### [Excerpted text]
========================

Saturday, August 28, 2004

More on the Vietnam War 1970

Here are another couple of contemporary quotes from Americans on the Vietnam War.  These are both from the book Why Are We Still in Vietnam? (1970), Sam Brown and Len Ackland, eds.  Sam Brown was later to become director of the Peace Corps.

The introduction was written by New York City's Republican Mayor John Lindsay:

No one can now justify silent passivity on the question of war and peace.  The stakes are too great.  In the minds of millions of Americans, whether the war ends soon may well determine whether our system can work at all.  Citizens, and especially public officials who are part of the system, have an obligation to make it work, to rebuild faith in the free processes of our democracy by using them to achieve peace.

From my perspective, the obligation to act is reinforced by a daily awareness of the war's consequences for my city and for other cities.  So much of what should be done - for the poor and for the middle class, to reclaim the environment and to enhance the quality of American life - must be put off or forgotten because a fantastic proportion of our national resources is wasted on a bankrupt foreign adventure.  Foremost among those irreplaceable lost resources are, as I write, more than forty-two thousand of our own men.  We owe them the commitment of our talents and energies to a continuing campaign to end the war.

========================

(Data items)
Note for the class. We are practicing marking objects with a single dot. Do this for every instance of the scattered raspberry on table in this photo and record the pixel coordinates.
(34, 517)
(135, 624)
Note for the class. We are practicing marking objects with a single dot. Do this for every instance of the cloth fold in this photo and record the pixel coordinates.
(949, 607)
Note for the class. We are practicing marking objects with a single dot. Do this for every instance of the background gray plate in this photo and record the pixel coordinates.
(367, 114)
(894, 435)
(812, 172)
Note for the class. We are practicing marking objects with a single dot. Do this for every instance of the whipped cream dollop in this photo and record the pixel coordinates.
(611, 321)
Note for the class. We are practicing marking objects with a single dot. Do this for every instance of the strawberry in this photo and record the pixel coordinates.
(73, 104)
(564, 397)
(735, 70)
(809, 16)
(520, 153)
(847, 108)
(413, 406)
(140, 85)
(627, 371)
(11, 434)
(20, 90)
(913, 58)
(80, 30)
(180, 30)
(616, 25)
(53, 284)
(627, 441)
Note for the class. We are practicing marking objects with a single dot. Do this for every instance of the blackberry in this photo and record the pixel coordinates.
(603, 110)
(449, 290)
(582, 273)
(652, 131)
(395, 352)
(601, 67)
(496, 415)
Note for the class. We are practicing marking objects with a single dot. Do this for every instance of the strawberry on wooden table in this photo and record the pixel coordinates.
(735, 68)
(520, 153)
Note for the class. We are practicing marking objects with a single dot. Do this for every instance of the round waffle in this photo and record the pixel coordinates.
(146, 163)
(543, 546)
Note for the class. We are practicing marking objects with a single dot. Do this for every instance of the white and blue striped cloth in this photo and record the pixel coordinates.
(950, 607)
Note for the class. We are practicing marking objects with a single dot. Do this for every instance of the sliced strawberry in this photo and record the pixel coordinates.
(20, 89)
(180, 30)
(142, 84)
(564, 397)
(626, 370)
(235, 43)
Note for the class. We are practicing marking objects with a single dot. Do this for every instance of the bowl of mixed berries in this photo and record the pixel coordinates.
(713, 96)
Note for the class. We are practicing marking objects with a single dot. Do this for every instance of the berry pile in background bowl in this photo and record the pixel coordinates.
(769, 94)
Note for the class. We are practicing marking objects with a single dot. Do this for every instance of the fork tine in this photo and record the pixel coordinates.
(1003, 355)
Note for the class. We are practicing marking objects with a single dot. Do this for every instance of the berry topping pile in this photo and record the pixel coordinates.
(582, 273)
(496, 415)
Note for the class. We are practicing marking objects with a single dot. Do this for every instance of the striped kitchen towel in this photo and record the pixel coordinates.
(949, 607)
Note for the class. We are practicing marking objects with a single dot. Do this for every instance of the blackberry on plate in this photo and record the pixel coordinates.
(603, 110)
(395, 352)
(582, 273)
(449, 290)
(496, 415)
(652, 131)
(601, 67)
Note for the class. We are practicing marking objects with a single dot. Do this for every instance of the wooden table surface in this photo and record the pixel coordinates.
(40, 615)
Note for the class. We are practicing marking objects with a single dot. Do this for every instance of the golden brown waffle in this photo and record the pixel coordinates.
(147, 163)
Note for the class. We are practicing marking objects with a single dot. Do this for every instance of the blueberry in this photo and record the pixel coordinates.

========================

### [Things to do]
(A) Copy the Vietnam War post from "From my perspective, the" to "end the war.", word for word.
(B) Update the entries from the line with "of the golden" to the last line of the entries by putting "light brown" in place of "golden brown" and leaving everything else unchanged. Return only those lines.

### [The responses]
(A)
From my perspective, the obligation to act is reinforced by a daily awareness of the war's consequences for my city and for other cities.  So much of what should be done - for the poor and for the middle class, to reclaim the environment and to enhance the quality of American life - must be put off or forgotten because a fantastic proportion of our national resources is wasted on a bankrupt foreign adventure.  Foremost among those irreplaceable lost resources are, as I write, more than forty-two thousand of our own men.  We owe them the commitment of our talents and energies to a continuing campaign to end the war.

(B)
Note for the class. We are practicing marking objects with a single dot. Do this for every instance of the light brown waffle in this photo and record the pixel coordinates.
(147, 163)
Note for the class. We are practicing marking objects with a single dot. Do this for every instance of the blueberry in this photo and record the pixel coordinates.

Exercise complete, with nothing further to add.